Stored data entries:
_____

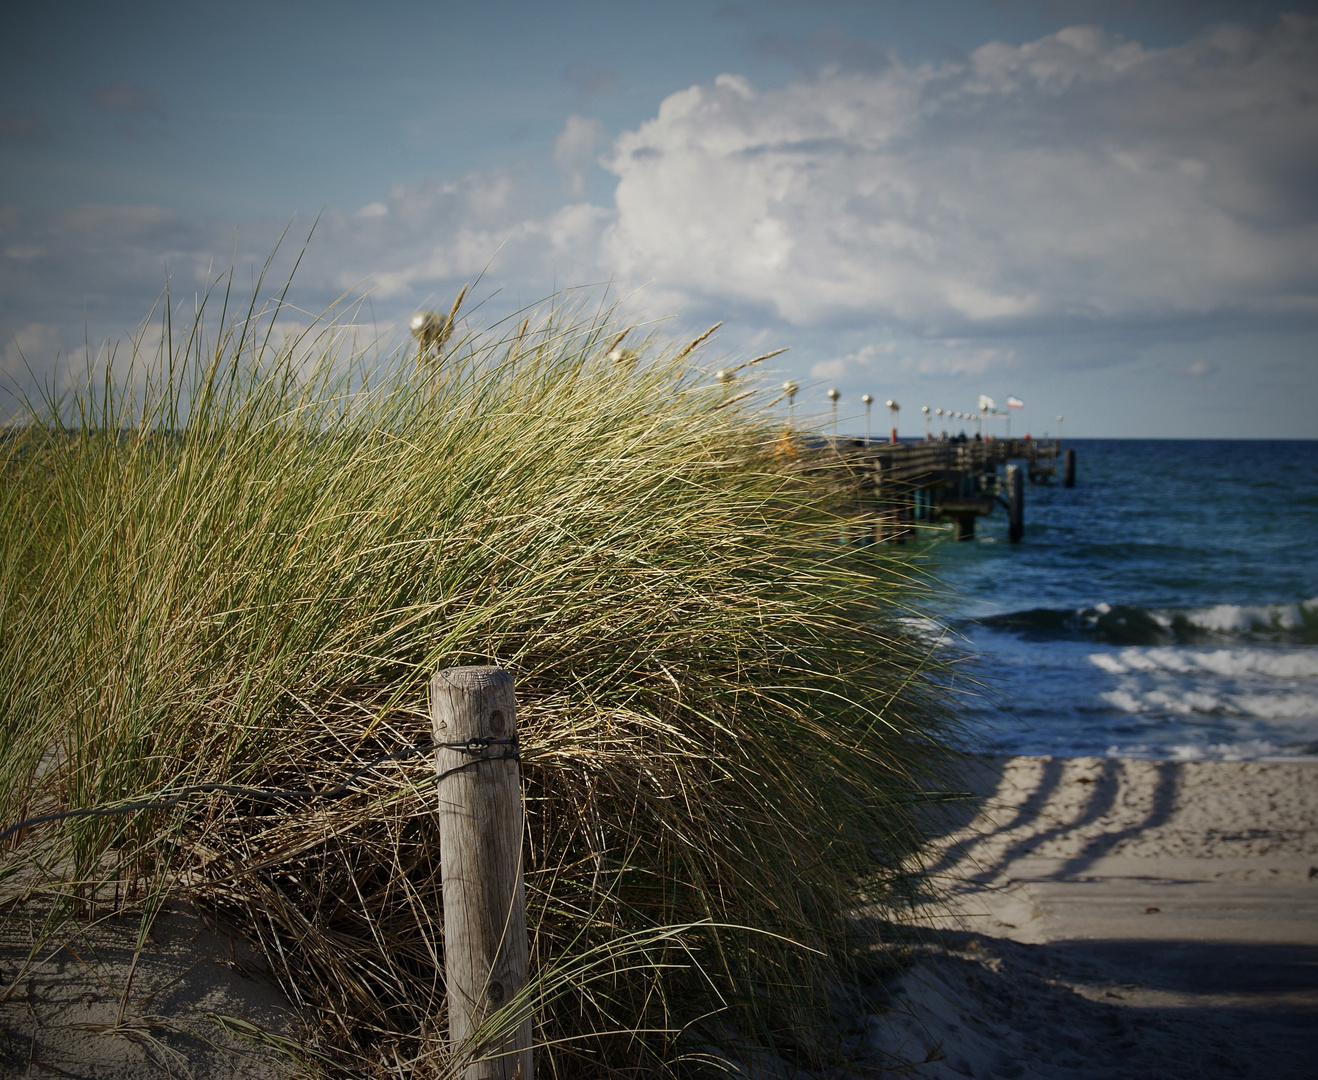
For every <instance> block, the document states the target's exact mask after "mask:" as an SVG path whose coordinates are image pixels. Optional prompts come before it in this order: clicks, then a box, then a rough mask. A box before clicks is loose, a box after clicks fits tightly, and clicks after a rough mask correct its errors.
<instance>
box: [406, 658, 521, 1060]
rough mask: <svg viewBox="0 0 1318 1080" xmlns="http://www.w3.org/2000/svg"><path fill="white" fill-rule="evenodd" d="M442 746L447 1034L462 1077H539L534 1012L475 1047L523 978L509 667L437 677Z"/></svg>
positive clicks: (453, 668) (519, 833) (516, 812)
mask: <svg viewBox="0 0 1318 1080" xmlns="http://www.w3.org/2000/svg"><path fill="white" fill-rule="evenodd" d="M430 702H431V721H432V724H434V731H435V744H436V746H439V752H438V754H436V765H438V769H439V777H440V782H439V837H440V839H439V843H440V869H442V873H443V891H444V982H445V985H447V989H448V1034H449V1039H451V1040H452V1046H453V1048H455V1051H456V1050H457V1048H459V1047H463V1046H464V1044H465V1050H467V1054H468V1060H471V1059H472V1058H485V1060H480V1062H476V1063H473V1064H467V1067H465V1068H464V1069H463V1071H461V1072H460V1073H459V1075H460V1076H461V1077H463V1080H514V1077H515V1080H532V1076H534V1072H532V1059H531V1018H530V1017H526V1018H525V1019H523V1021H522V1022H521V1023H518V1025H515V1026H514V1027H513V1029H511V1030H510V1031H506V1033H503V1034H501V1035H496V1036H493V1038H492V1039H489V1040H488V1042H484V1043H480V1044H469V1043H471V1036H472V1034H473V1033H474V1031H476V1030H477V1029H478V1027H480V1026H481V1025H482V1023H484V1022H485V1019H486V1018H488V1017H489V1015H490V1013H493V1011H496V1010H497V1009H498V1007H500V1006H501V1005H502V1004H503V1002H506V1001H509V1000H510V998H511V997H513V994H515V993H517V992H518V990H521V989H522V988H523V986H525V985H526V980H527V969H529V967H530V964H529V956H530V951H529V948H527V939H526V886H525V884H523V880H522V790H521V775H519V771H518V765H517V703H515V699H514V694H513V676H511V675H509V673H507V671H505V670H503V669H502V667H449V669H448V670H445V671H440V673H439V674H438V675H435V678H434V679H431V683H430Z"/></svg>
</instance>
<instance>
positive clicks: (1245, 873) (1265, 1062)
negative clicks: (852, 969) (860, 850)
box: [871, 757, 1318, 1080]
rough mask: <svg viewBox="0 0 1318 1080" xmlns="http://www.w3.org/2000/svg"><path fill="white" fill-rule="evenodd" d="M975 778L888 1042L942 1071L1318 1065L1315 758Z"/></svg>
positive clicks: (1124, 1068)
mask: <svg viewBox="0 0 1318 1080" xmlns="http://www.w3.org/2000/svg"><path fill="white" fill-rule="evenodd" d="M969 782H970V785H971V786H973V787H974V789H975V790H977V794H978V795H979V796H981V802H979V807H981V810H979V812H978V814H977V815H975V816H974V818H973V820H969V822H962V823H960V824H958V825H957V827H954V828H952V829H950V831H949V832H948V835H946V836H944V839H942V840H941V841H940V843H938V844H937V845H936V847H934V848H933V851H932V852H931V853H929V862H931V869H932V872H933V873H934V876H936V880H937V881H938V882H940V884H941V885H942V886H944V893H945V895H944V898H942V901H941V902H940V903H937V905H934V906H932V907H931V909H929V910H928V911H925V913H923V914H921V916H919V919H917V922H919V924H920V926H921V927H923V928H924V932H925V936H924V939H923V944H921V945H919V951H920V953H921V960H920V963H919V964H916V967H915V968H913V969H912V971H911V972H909V973H908V975H905V976H904V977H903V978H902V980H900V981H899V982H898V985H896V990H898V1001H899V1002H900V1001H903V1000H904V1005H903V1007H898V1009H894V1010H892V1011H891V1013H890V1014H887V1015H886V1017H880V1018H879V1021H882V1022H880V1023H874V1036H873V1040H871V1042H873V1044H874V1046H875V1047H883V1050H884V1051H886V1052H888V1054H894V1055H899V1056H904V1058H905V1059H907V1060H920V1059H924V1058H929V1059H931V1060H928V1062H927V1063H925V1064H923V1065H919V1067H917V1068H916V1069H915V1072H912V1075H915V1076H924V1077H937V1080H944V1077H946V1079H948V1080H956V1077H965V1076H971V1077H1077V1079H1078V1077H1086V1079H1087V1077H1094V1079H1095V1080H1097V1077H1164V1076H1165V1077H1180V1076H1184V1077H1232V1076H1242V1077H1255V1076H1256V1077H1269V1080H1281V1079H1284V1077H1296V1079H1297V1080H1298V1077H1318V762H1311V761H1271V762H1227V761H1189V762H1169V761H1130V760H1127V761H1119V760H1107V758H1044V757H1017V758H981V760H977V761H974V762H971V765H970V766H969ZM871 1022H873V1021H871Z"/></svg>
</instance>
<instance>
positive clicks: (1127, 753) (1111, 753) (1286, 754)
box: [1107, 738, 1318, 761]
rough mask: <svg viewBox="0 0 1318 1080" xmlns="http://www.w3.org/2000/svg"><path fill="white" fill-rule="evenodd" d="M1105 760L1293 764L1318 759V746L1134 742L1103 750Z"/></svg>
mask: <svg viewBox="0 0 1318 1080" xmlns="http://www.w3.org/2000/svg"><path fill="white" fill-rule="evenodd" d="M1107 757H1115V758H1132V757H1133V758H1155V760H1162V761H1168V760H1170V761H1269V760H1271V761H1276V760H1278V758H1280V760H1282V761H1294V760H1296V758H1300V760H1307V758H1313V757H1318V744H1315V742H1300V744H1289V745H1288V744H1277V742H1273V741H1271V740H1267V738H1243V740H1240V741H1236V742H1207V744H1199V742H1170V744H1166V745H1157V744H1149V742H1136V744H1131V745H1112V746H1108V748H1107Z"/></svg>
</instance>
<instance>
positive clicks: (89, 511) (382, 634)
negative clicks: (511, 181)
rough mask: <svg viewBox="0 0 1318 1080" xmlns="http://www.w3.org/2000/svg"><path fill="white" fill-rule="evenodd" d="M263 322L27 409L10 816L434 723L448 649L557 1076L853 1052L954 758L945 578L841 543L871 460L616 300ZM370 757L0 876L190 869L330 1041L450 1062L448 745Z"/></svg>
mask: <svg viewBox="0 0 1318 1080" xmlns="http://www.w3.org/2000/svg"><path fill="white" fill-rule="evenodd" d="M260 322H261V320H260V319H257V318H254V316H250V315H249V318H246V319H243V320H235V322H228V320H227V318H225V316H221V319H220V323H221V327H223V332H221V334H220V335H219V338H217V340H215V342H211V343H210V344H206V334H204V328H203V327H202V323H200V319H198V324H196V326H195V327H192V328H191V331H190V334H188V335H187V338H186V340H183V342H182V343H179V342H174V340H170V339H169V338H166V340H165V342H163V343H162V347H161V348H159V349H158V352H157V353H156V356H154V359H153V357H152V356H148V355H146V351H145V349H142V348H141V347H140V343H138V344H137V347H134V349H133V355H132V356H130V357H129V363H127V364H124V365H123V369H121V371H119V372H113V373H112V375H107V376H105V377H104V380H101V381H99V382H88V384H86V385H84V388H82V389H75V390H72V392H70V393H69V394H67V396H66V397H63V398H61V400H58V401H47V402H45V404H43V405H38V406H33V407H30V414H29V415H28V418H26V421H28V422H26V423H24V425H18V426H14V427H12V429H9V436H8V438H7V440H5V442H4V444H3V448H0V465H3V487H0V501H3V505H0V529H3V531H4V535H3V545H0V551H3V563H0V611H3V621H0V725H3V740H4V754H3V756H0V823H3V824H8V823H9V822H14V820H18V819H20V818H24V816H26V815H32V814H38V812H45V811H54V810H66V808H74V807H91V806H112V804H116V803H123V802H127V800H133V799H141V798H150V796H157V795H167V794H169V793H171V791H177V790H179V789H181V787H183V786H186V785H190V783H198V782H207V781H224V782H229V783H241V785H249V786H258V787H290V789H301V787H308V786H310V787H332V786H333V785H335V783H337V782H339V779H340V778H341V777H344V775H345V774H348V773H351V771H352V770H353V769H355V767H356V766H357V765H358V764H360V762H361V761H364V760H370V758H374V757H377V756H380V754H382V753H387V752H389V750H393V749H398V748H402V746H406V745H409V744H414V742H418V741H423V740H424V738H427V737H428V720H427V712H426V684H427V680H428V678H430V675H431V674H432V673H434V671H435V670H438V669H442V667H448V666H453V665H467V663H500V665H503V666H506V667H509V669H510V670H511V671H513V673H514V675H515V679H517V692H518V707H519V728H521V735H522V744H523V760H522V775H523V790H525V799H526V811H527V833H526V876H527V898H529V918H530V930H531V947H532V985H531V988H529V992H527V994H526V997H525V1000H522V1001H518V1002H514V1004H513V1006H511V1007H529V1009H532V1010H534V1013H535V1031H536V1042H538V1044H539V1050H538V1071H539V1073H540V1075H542V1076H563V1077H567V1076H604V1075H608V1076H627V1075H637V1076H652V1075H683V1076H685V1075H705V1073H710V1075H716V1073H718V1072H720V1065H718V1060H720V1056H721V1055H726V1054H728V1052H729V1047H742V1048H743V1050H746V1048H759V1051H766V1052H770V1054H772V1055H780V1056H782V1058H783V1059H784V1060H788V1062H795V1063H797V1064H800V1065H803V1067H809V1065H812V1064H818V1063H821V1062H824V1060H826V1059H828V1058H829V1055H830V1054H833V1052H834V1051H836V1047H834V1044H833V1043H832V1040H830V1038H829V1036H828V1034H826V1033H828V1031H829V1026H828V1023H826V1018H828V1011H829V1000H830V994H834V993H837V990H838V988H840V986H845V985H846V982H847V980H849V978H850V977H851V976H853V975H854V972H855V963H857V959H858V957H862V956H863V955H865V952H866V948H867V947H870V945H871V944H873V942H870V940H866V939H865V936H863V935H862V934H859V931H858V926H861V924H859V923H858V922H857V920H855V919H853V918H851V915H850V913H851V911H854V910H855V909H857V907H858V906H859V905H862V903H866V905H873V906H876V909H878V910H879V911H883V910H887V911H894V913H895V911H899V910H900V909H903V906H905V905H907V903H908V902H909V901H911V897H912V895H913V890H915V889H916V887H917V886H919V880H917V878H916V880H912V878H911V877H908V876H907V874H905V873H904V872H903V870H902V869H900V868H902V866H908V865H909V856H911V853H912V852H913V851H916V849H917V848H919V844H920V840H921V831H920V820H921V818H920V814H921V811H920V807H921V804H923V803H925V802H928V800H929V799H931V798H936V796H937V791H938V777H940V773H941V769H942V766H944V764H945V762H946V760H948V752H946V749H945V741H944V740H945V736H946V705H945V703H944V700H942V698H941V692H940V691H938V690H937V686H936V682H937V679H936V678H934V675H936V673H934V666H933V663H932V662H931V658H929V655H928V645H927V644H925V642H923V641H920V640H919V638H917V637H915V636H912V634H911V633H909V632H908V630H905V629H904V626H905V625H907V624H905V622H904V621H903V617H904V616H908V615H911V613H912V611H916V609H919V607H920V603H921V589H923V588H924V587H923V585H921V583H920V580H919V578H917V576H913V575H912V572H911V571H909V568H908V567H907V566H905V564H904V563H903V562H902V560H900V559H899V558H898V556H895V555H892V554H888V553H886V551H879V550H878V549H867V550H863V551H859V550H855V549H846V547H840V546H837V542H836V541H837V535H838V524H840V522H838V517H837V513H836V512H834V510H833V509H832V508H834V506H837V505H842V504H844V502H845V491H842V488H841V487H838V485H837V484H836V483H834V481H833V480H832V479H830V475H829V472H828V471H826V469H825V471H805V469H803V468H801V462H800V459H799V458H797V456H793V454H791V452H789V444H788V443H787V442H784V439H783V431H782V427H780V425H779V423H775V422H772V421H771V419H768V417H767V413H764V411H763V405H764V401H766V398H764V397H763V396H760V394H758V393H754V392H753V390H754V385H753V378H751V377H753V373H754V368H745V369H742V371H741V372H739V373H738V378H737V380H735V381H733V382H730V384H725V382H718V381H717V380H714V378H713V377H710V375H709V373H708V372H706V371H705V369H704V368H702V365H701V351H700V349H696V351H687V349H677V348H671V347H667V345H664V344H663V343H662V342H659V340H656V339H654V338H651V339H647V340H643V342H633V340H631V339H629V344H630V345H631V349H619V348H618V335H619V332H621V331H622V327H619V326H614V324H612V323H610V322H609V319H608V316H606V315H605V316H592V315H588V314H584V310H583V309H581V307H575V309H565V307H563V306H559V307H556V309H552V310H551V311H550V313H548V314H547V315H546V316H544V318H543V320H542V322H540V323H539V324H538V326H534V327H531V326H529V324H525V323H523V324H522V327H519V328H514V330H513V331H510V332H507V334H501V332H500V331H498V328H496V330H494V331H490V332H486V334H485V335H484V336H474V338H472V336H469V338H467V339H463V340H459V342H457V343H456V344H453V343H449V347H448V351H447V352H445V355H444V356H443V359H442V360H440V361H439V363H438V364H436V363H434V361H424V363H423V361H418V360H416V359H415V357H409V356H407V355H406V353H403V352H401V353H398V355H394V356H387V357H384V359H382V360H381V359H378V357H377V363H376V364H374V367H372V365H369V364H368V360H366V357H365V356H353V355H351V353H347V352H344V351H341V349H335V348H333V347H332V344H329V343H332V342H333V340H337V339H335V338H333V335H332V334H327V335H324V336H323V338H322V339H320V340H322V342H323V343H326V344H324V345H323V348H322V349H320V352H319V355H318V353H316V351H315V348H311V344H312V343H310V342H308V340H307V339H306V338H302V339H294V340H291V342H290V343H287V345H285V347H282V348H277V347H275V345H274V344H272V342H273V338H272V336H270V335H269V334H268V332H266V334H264V335H262V334H257V332H256V328H257V326H258V324H260ZM266 330H268V327H266ZM635 336H637V335H633V338H635ZM633 349H634V351H633ZM308 355H310V356H311V359H310V360H308ZM357 789H358V790H357V794H355V795H352V796H351V798H347V799H341V800H336V802H328V803H316V802H310V803H303V804H297V806H294V804H289V803H268V802H265V803H264V802H258V800H254V799H250V798H241V796H233V795H223V794H220V795H216V794H211V795H204V796H198V798H195V799H191V800H188V802H185V803H183V804H181V806H177V807H173V808H167V810H156V811H137V812H133V814H128V815H120V816H109V818H90V819H87V818H80V819H70V820H65V822H59V823H53V824H47V825H41V827H36V828H33V829H29V831H28V832H26V833H24V835H22V836H21V837H18V839H14V840H11V841H9V849H8V851H5V852H4V853H3V862H0V890H3V893H0V895H3V897H4V898H5V899H7V902H8V903H11V905H12V903H16V902H17V901H18V899H22V901H25V902H26V903H29V905H30V903H32V902H33V901H34V899H40V901H42V902H43V903H46V905H47V907H49V910H50V911H51V926H53V924H54V922H55V920H58V919H59V918H84V916H87V915H88V914H90V913H104V911H105V910H107V906H113V905H116V903H117V905H119V906H128V907H130V909H133V910H145V911H146V913H148V916H149V914H150V913H152V911H153V910H154V909H156V906H157V905H158V903H159V902H161V901H162V898H169V897H173V898H183V899H187V901H190V902H192V903H196V905H199V906H202V907H203V909H204V910H212V911H219V913H225V914H227V915H229V916H231V918H233V919H235V922H236V923H237V924H239V926H244V927H246V928H248V932H250V934H253V935H254V936H256V939H257V940H258V943H260V944H261V945H262V947H264V948H265V951H266V955H268V956H269V957H270V960H272V963H273V965H274V968H275V971H277V972H278V973H279V977H281V980H282V982H283V986H285V989H286V990H287V992H289V994H290V996H293V998H294V1000H295V1001H297V1002H298V1004H299V1005H302V1006H303V1009H304V1011H306V1015H307V1017H308V1021H310V1025H311V1029H310V1034H308V1036H307V1044H308V1046H310V1047H315V1048H316V1055H320V1056H315V1058H308V1060H315V1062H322V1064H320V1065H319V1067H320V1068H328V1067H326V1065H324V1064H323V1062H324V1056H323V1055H326V1054H328V1055H329V1056H331V1058H335V1059H336V1060H340V1062H343V1063H344V1065H345V1067H349V1068H352V1069H356V1071H357V1072H356V1075H380V1076H399V1075H411V1076H418V1077H427V1076H443V1075H445V1072H447V1071H448V1068H449V1065H448V1060H449V1059H448V1051H447V1048H445V1044H444V1034H445V1026H447V1021H445V1018H444V1005H443V1002H444V985H443V934H442V927H440V913H442V910H443V901H442V891H440V890H442V882H440V874H439V851H438V828H436V820H435V815H434V808H435V800H436V790H435V779H434V769H432V765H431V764H430V762H428V761H427V760H426V758H413V760H410V761H401V762H395V764H389V765H386V766H382V767H381V769H380V770H377V773H374V774H370V775H368V777H365V778H364V779H362V781H361V782H360V783H358V785H357ZM871 924H874V923H871ZM144 932H145V931H144ZM858 935H859V936H858ZM747 1052H749V1051H747Z"/></svg>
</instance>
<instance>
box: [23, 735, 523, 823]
mask: <svg viewBox="0 0 1318 1080" xmlns="http://www.w3.org/2000/svg"><path fill="white" fill-rule="evenodd" d="M490 746H509V748H510V752H505V753H503V754H501V756H500V757H490V758H488V757H482V754H484V753H485V750H488V749H489V748H490ZM438 749H445V750H457V752H459V753H464V754H468V756H471V757H472V761H465V762H463V764H461V765H457V766H455V767H452V769H445V770H444V771H443V773H440V774H439V777H438V779H440V781H442V779H444V778H445V777H449V775H452V774H453V773H460V771H463V770H464V769H468V767H471V766H472V765H478V764H480V762H481V761H521V760H522V756H521V754H519V753H518V745H517V738H515V737H514V738H484V737H477V738H468V740H467V741H465V742H415V744H413V745H411V746H405V748H403V749H401V750H393V752H391V753H387V754H382V756H381V757H377V758H376V760H374V761H372V762H368V764H366V765H362V766H361V767H360V769H358V770H357V771H355V773H352V774H349V775H348V777H347V778H345V779H344V781H341V782H340V783H339V785H337V786H336V787H328V789H324V790H320V791H316V790H314V789H302V790H299V789H269V787H244V786H243V785H236V783H211V782H208V783H192V785H188V786H187V787H185V789H183V790H182V791H178V793H175V794H174V795H170V796H167V798H162V799H148V800H144V802H137V803H124V804H121V806H88V807H82V808H79V810H63V811H61V812H58V814H40V815H37V816H36V818H26V819H24V820H22V822H18V823H17V824H13V825H9V828H7V829H5V831H4V832H0V844H3V843H4V841H5V840H8V839H9V837H11V836H13V833H16V832H20V831H21V829H25V828H32V827H33V825H40V824H45V823H46V822H62V820H65V819H66V818H109V816H112V815H115V814H132V812H133V811H136V810H165V808H167V807H171V806H178V804H179V803H182V802H186V800H187V799H191V798H192V796H194V795H212V794H224V795H241V796H245V798H250V799H261V800H262V802H277V800H289V802H297V800H299V799H343V798H345V796H348V795H352V794H355V791H353V787H352V785H353V782H356V781H357V779H360V778H361V777H364V775H365V774H366V773H369V771H370V770H372V769H377V767H380V766H381V765H384V764H385V762H386V761H402V760H403V758H409V757H414V756H416V754H422V753H426V752H427V750H438Z"/></svg>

_____

Repeat, with no pictures, every line from the top of the entries above through the line that has "746L447 1034L462 1077H539L534", keeping each one exact.

Answer area
For every <instance> block, the document states the target's exact mask after "mask:" as an SVG path whose coordinates are image pixels. Optional prompts come before it in this order: clicks, then a box, then a rough mask. A box before clicks is loose, a box after clicks fits tightly, and clicks after a rough mask correct its errors.
<instance>
box: [406, 658, 521, 1060]
rough mask: <svg viewBox="0 0 1318 1080" xmlns="http://www.w3.org/2000/svg"><path fill="white" fill-rule="evenodd" d="M442 746L447 1034L462 1077H539L534 1012L475 1047L523 978L509 667L437 677Z"/></svg>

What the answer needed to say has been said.